**Task instructions:** Copy all of the data below, line for line, without changing anything.
== Records supplied
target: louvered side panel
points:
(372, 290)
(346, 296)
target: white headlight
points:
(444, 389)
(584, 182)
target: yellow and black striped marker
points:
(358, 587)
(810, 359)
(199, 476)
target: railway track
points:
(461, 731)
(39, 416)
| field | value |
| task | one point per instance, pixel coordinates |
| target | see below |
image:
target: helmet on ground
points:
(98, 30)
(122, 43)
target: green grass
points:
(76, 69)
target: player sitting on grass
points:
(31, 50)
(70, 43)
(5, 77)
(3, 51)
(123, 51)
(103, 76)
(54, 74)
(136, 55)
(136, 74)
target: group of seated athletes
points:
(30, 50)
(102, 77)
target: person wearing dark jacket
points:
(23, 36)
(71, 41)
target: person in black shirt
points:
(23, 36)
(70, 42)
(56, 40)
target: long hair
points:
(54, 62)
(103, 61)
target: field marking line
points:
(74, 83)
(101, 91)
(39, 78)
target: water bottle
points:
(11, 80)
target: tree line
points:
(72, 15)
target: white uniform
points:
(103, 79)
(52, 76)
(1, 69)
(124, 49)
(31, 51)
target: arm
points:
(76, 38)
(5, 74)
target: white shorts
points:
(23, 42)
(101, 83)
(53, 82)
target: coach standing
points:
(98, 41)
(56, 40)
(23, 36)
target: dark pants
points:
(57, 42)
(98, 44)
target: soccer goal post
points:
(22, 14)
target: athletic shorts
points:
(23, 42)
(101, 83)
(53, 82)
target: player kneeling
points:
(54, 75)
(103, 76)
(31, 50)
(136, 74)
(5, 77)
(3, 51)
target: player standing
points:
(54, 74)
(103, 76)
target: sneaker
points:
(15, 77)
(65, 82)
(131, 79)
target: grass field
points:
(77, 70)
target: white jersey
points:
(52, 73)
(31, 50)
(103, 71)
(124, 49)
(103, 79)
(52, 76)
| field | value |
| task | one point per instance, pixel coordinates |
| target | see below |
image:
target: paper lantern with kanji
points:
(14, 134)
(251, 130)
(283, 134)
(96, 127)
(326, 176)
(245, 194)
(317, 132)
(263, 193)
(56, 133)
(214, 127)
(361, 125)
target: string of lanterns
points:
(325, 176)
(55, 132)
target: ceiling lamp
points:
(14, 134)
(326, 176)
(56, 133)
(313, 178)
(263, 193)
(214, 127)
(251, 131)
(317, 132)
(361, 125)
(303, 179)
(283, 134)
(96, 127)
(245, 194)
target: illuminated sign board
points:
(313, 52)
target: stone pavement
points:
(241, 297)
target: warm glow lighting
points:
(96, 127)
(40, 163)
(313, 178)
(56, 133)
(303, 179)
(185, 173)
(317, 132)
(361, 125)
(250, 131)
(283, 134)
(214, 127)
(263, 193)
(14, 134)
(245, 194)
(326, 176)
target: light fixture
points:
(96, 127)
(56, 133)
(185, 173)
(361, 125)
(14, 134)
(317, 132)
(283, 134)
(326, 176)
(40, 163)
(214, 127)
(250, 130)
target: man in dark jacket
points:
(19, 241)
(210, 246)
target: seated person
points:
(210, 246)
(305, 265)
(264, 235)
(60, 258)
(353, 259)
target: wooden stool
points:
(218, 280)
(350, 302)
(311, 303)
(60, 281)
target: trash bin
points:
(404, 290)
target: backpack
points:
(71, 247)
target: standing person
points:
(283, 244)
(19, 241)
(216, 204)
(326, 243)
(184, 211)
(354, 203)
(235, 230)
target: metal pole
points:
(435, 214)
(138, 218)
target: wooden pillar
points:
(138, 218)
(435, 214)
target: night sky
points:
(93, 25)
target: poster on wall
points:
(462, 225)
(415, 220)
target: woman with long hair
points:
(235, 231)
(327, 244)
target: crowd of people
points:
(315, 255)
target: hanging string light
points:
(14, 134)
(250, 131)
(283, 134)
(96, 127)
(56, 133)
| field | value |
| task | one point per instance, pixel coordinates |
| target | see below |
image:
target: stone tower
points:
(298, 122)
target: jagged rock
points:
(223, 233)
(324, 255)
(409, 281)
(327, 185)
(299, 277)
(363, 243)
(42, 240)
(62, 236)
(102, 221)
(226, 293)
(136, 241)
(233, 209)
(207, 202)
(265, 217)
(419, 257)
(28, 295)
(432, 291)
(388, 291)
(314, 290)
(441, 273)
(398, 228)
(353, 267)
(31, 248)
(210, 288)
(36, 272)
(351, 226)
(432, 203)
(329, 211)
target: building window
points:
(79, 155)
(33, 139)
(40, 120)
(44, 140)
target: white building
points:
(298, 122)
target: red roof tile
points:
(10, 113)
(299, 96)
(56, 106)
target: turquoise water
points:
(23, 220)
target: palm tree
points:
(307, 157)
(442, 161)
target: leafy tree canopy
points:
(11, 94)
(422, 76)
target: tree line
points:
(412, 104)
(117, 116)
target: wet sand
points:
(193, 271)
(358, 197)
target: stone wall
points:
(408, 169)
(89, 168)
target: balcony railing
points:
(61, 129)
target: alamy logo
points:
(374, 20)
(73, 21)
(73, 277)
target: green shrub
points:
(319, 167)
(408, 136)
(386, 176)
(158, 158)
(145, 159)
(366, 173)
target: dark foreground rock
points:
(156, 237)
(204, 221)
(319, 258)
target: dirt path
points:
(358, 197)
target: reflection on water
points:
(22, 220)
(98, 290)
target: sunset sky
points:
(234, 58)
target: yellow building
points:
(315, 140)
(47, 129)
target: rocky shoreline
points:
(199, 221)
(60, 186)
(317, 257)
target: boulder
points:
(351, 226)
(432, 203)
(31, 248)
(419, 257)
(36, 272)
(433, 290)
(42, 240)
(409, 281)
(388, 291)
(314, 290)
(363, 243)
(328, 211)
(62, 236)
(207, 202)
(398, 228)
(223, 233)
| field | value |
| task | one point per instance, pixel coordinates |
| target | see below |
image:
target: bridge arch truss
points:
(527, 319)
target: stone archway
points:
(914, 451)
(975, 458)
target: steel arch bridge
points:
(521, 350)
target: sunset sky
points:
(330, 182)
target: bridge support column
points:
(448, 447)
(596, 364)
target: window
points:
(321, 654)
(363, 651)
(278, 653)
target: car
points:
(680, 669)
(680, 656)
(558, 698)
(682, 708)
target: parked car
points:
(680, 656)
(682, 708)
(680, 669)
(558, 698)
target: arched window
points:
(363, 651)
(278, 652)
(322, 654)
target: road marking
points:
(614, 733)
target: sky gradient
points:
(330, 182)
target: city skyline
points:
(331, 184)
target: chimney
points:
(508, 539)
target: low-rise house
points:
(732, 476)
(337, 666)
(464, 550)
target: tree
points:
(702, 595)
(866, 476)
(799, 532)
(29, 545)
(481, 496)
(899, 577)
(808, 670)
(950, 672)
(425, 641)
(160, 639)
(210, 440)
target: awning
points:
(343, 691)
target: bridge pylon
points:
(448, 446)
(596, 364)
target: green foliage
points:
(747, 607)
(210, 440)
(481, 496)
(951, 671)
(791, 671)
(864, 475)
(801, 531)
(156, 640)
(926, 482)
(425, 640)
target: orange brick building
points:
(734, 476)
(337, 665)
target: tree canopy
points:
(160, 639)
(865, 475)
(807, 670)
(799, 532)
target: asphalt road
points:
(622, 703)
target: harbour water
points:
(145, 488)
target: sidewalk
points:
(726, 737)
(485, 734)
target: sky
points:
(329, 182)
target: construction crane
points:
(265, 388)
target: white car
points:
====
**Full answer:**
target: louvered side panel
points:
(372, 290)
(346, 296)
target: white headlight
points:
(444, 389)
(584, 182)
target: yellow and black striped marker
points:
(358, 587)
(810, 359)
(199, 476)
target: railway track
points:
(461, 731)
(39, 416)
| field | value |
| task | one point per instance, pixel coordinates |
| target | see below |
image:
target: helmet on ground
points:
(98, 30)
(122, 43)
target: green grass
points:
(76, 69)
target: player sitting on grass
points:
(31, 50)
(70, 43)
(5, 77)
(3, 51)
(123, 51)
(103, 76)
(54, 74)
(136, 55)
(136, 74)
target: group of seated athletes
points:
(30, 50)
(102, 77)
target: person wearing dark jacket
points:
(23, 36)
(71, 41)
target: person in black shirt
points:
(23, 36)
(70, 42)
(56, 40)
target: long hair
points:
(54, 62)
(103, 61)
target: field marking line
points:
(74, 83)
(101, 91)
(39, 78)
target: water bottle
points:
(11, 80)
target: tree line
points:
(72, 15)
target: white uniform
points:
(103, 79)
(52, 76)
(1, 69)
(124, 49)
(31, 51)
target: arm
points:
(76, 38)
(5, 74)
target: white shorts
points:
(23, 42)
(101, 83)
(53, 82)
target: coach standing
points:
(98, 41)
(56, 40)
(23, 36)
target: dark pants
points:
(57, 42)
(98, 44)
target: soccer goal post
points:
(22, 14)
target: athletic shorts
points:
(23, 42)
(101, 83)
(53, 82)
target: player kneeling
points:
(54, 75)
(103, 76)
(31, 50)
(136, 74)
(5, 77)
(3, 51)
target: player standing
points:
(54, 74)
(103, 76)
target: sneaker
points:
(15, 77)
(65, 82)
(131, 79)
target: grass field
points:
(77, 70)
target: white jersey
points:
(52, 73)
(31, 50)
(103, 71)
(124, 49)
(103, 79)
(52, 76)
| field | value |
| task | one point per instance, pixel coordinates |
| target | see below |
image:
target: paper lantern with kanji
points:
(14, 134)
(251, 130)
(283, 134)
(96, 127)
(326, 176)
(245, 194)
(317, 132)
(263, 193)
(56, 133)
(214, 127)
(361, 125)
target: string of lanterns
points:
(325, 176)
(55, 132)
target: ceiling lamp
points:
(14, 134)
(326, 176)
(56, 133)
(313, 178)
(263, 193)
(214, 127)
(251, 131)
(317, 132)
(361, 125)
(303, 179)
(283, 134)
(96, 127)
(245, 194)
target: illuminated sign board
points:
(313, 52)
target: stone pavement
points:
(241, 297)
target: warm glow lighting
points:
(96, 127)
(40, 163)
(313, 178)
(56, 133)
(303, 179)
(185, 173)
(317, 132)
(361, 125)
(250, 131)
(283, 134)
(214, 127)
(263, 193)
(14, 134)
(245, 194)
(326, 176)
target: light fixture
points:
(96, 127)
(56, 133)
(185, 173)
(361, 125)
(14, 134)
(317, 132)
(283, 134)
(326, 176)
(40, 163)
(214, 127)
(250, 130)
target: man in dark jacket
points:
(19, 241)
(210, 246)
target: seated person
points:
(210, 246)
(305, 265)
(264, 235)
(60, 258)
(353, 259)
target: wooden stool
points:
(218, 280)
(350, 302)
(311, 303)
(60, 281)
target: trash bin
points:
(404, 290)
target: backpack
points:
(71, 247)
target: standing person
points:
(283, 244)
(19, 241)
(216, 204)
(326, 243)
(184, 211)
(354, 203)
(235, 230)
target: metal pole
points:
(435, 214)
(138, 218)
target: wooden pillar
points:
(138, 218)
(435, 214)
target: night sky
points:
(93, 25)
target: poster on wall
points:
(462, 225)
(415, 220)
target: woman with long hair
points:
(235, 231)
(327, 244)
target: crowd of people
points:
(315, 255)
target: hanging string light
points:
(14, 134)
(250, 131)
(283, 134)
(96, 127)
(56, 133)
| field | value |
| task | one point per instance, pixel coordinates |
| target | see below |
image:
target: stone tower
points:
(298, 122)
target: jagged rock
points:
(223, 233)
(324, 255)
(409, 281)
(327, 185)
(299, 277)
(363, 243)
(42, 240)
(62, 236)
(102, 221)
(226, 293)
(136, 241)
(233, 209)
(207, 202)
(265, 217)
(419, 257)
(28, 295)
(432, 291)
(388, 291)
(314, 290)
(441, 273)
(398, 228)
(353, 267)
(31, 248)
(210, 288)
(36, 272)
(351, 226)
(432, 203)
(329, 211)
target: building window
points:
(79, 155)
(33, 139)
(40, 120)
(44, 140)
target: white building
points:
(298, 122)
target: red roof tile
points:
(10, 113)
(299, 96)
(56, 106)
target: turquoise water
points:
(23, 220)
target: palm tree
points:
(307, 157)
(442, 161)
target: leafy tree canopy
points:
(11, 94)
(422, 76)
target: tree line
points:
(412, 104)
(117, 116)
target: wet sand
points:
(193, 271)
(358, 197)
target: stone wall
points:
(408, 169)
(89, 168)
target: balcony railing
points:
(61, 129)
target: alamy logo
points:
(374, 20)
(73, 21)
(73, 277)
target: green shrub
points:
(319, 167)
(408, 136)
(386, 176)
(158, 158)
(145, 159)
(366, 173)
target: dark foreground rock
points:
(156, 237)
(204, 221)
(319, 258)
target: dirt path
points:
(358, 197)
target: reflection on water
points:
(22, 220)
(98, 290)
target: sunset sky
points:
(234, 58)
target: yellow building
points:
(315, 140)
(47, 129)
target: rocky shoreline
points:
(199, 221)
(60, 186)
(317, 257)
target: boulder
points:
(351, 226)
(432, 203)
(31, 248)
(419, 257)
(36, 272)
(433, 290)
(42, 240)
(409, 281)
(388, 291)
(314, 290)
(363, 243)
(328, 211)
(62, 236)
(207, 202)
(398, 228)
(223, 233)
| field | value |
| task | one point per instance, pixel coordinates |
| target | see below |
image:
target: bridge arch truss
points:
(527, 319)
target: stone archway
points:
(914, 451)
(975, 458)
target: steel arch bridge
points:
(521, 350)
target: sunset sky
points:
(330, 182)
target: bridge support column
points:
(448, 447)
(596, 364)
target: window
points:
(321, 654)
(363, 651)
(278, 653)
target: car
points:
(680, 669)
(680, 656)
(558, 698)
(682, 708)
target: parked car
points:
(680, 656)
(682, 708)
(680, 669)
(558, 698)
target: arched window
points:
(363, 651)
(278, 652)
(322, 654)
target: road marking
points:
(614, 733)
target: sky gradient
points:
(330, 182)
target: city skyline
points:
(331, 184)
target: chimney
points:
(508, 539)
target: low-rise house
points:
(732, 476)
(337, 666)
(464, 550)
target: tree
points:
(702, 595)
(866, 476)
(799, 532)
(29, 545)
(481, 496)
(899, 577)
(808, 670)
(950, 672)
(425, 641)
(160, 639)
(210, 440)
target: awning
points:
(343, 691)
target: bridge pylon
points:
(448, 446)
(596, 364)
target: green foliage
points:
(747, 607)
(210, 440)
(481, 496)
(951, 671)
(791, 671)
(864, 475)
(801, 531)
(156, 640)
(926, 482)
(425, 640)
target: orange brick building
points:
(734, 476)
(337, 665)
target: tree canopy
points:
(160, 639)
(865, 475)
(807, 670)
(799, 532)
target: asphalt road
points:
(622, 703)
target: harbour water
points:
(145, 488)
target: sidewalk
points:
(726, 737)
(485, 734)
target: sky
points:
(329, 182)
target: construction crane
points:
(265, 388)
target: white car
points:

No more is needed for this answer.